● **WHAT IS BEING ASKED**:
Scan the listing below and copy every line holding "cluster".
"""
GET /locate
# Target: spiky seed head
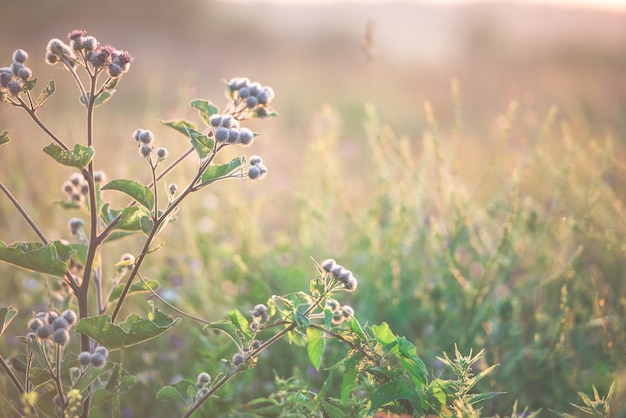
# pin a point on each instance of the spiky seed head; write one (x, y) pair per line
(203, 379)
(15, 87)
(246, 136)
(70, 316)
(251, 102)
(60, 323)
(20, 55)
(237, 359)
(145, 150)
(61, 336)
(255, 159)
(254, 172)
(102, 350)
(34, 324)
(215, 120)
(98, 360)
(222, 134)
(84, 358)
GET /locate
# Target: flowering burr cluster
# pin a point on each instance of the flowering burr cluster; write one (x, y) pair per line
"""
"""
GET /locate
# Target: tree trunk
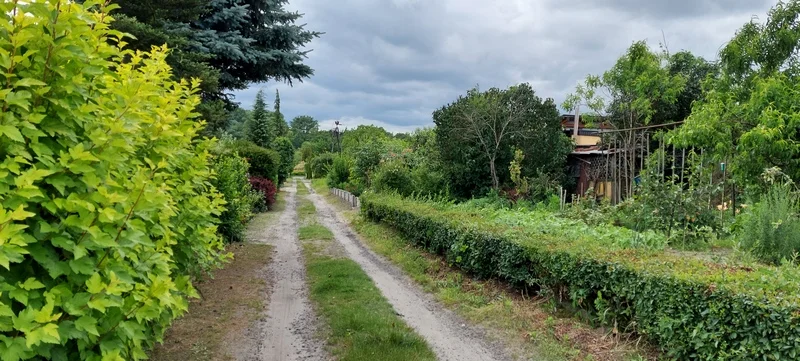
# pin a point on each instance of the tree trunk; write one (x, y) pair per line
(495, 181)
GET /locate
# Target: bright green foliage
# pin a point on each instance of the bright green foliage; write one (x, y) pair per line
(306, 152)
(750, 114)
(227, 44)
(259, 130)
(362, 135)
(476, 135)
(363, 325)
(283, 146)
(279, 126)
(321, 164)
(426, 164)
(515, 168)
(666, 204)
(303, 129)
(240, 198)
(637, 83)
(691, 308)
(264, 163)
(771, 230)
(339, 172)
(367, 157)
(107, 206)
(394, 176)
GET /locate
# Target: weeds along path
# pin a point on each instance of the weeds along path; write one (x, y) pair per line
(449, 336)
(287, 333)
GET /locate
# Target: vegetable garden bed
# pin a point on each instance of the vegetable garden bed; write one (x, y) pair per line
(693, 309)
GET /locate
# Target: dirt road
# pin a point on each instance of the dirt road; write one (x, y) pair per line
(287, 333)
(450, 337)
"""
● **ANSWER FOR THE TASK**:
# Target: flowering burr cluster
# pin a point on each instance of the flowering burr cluster; write one (x, y) pair per line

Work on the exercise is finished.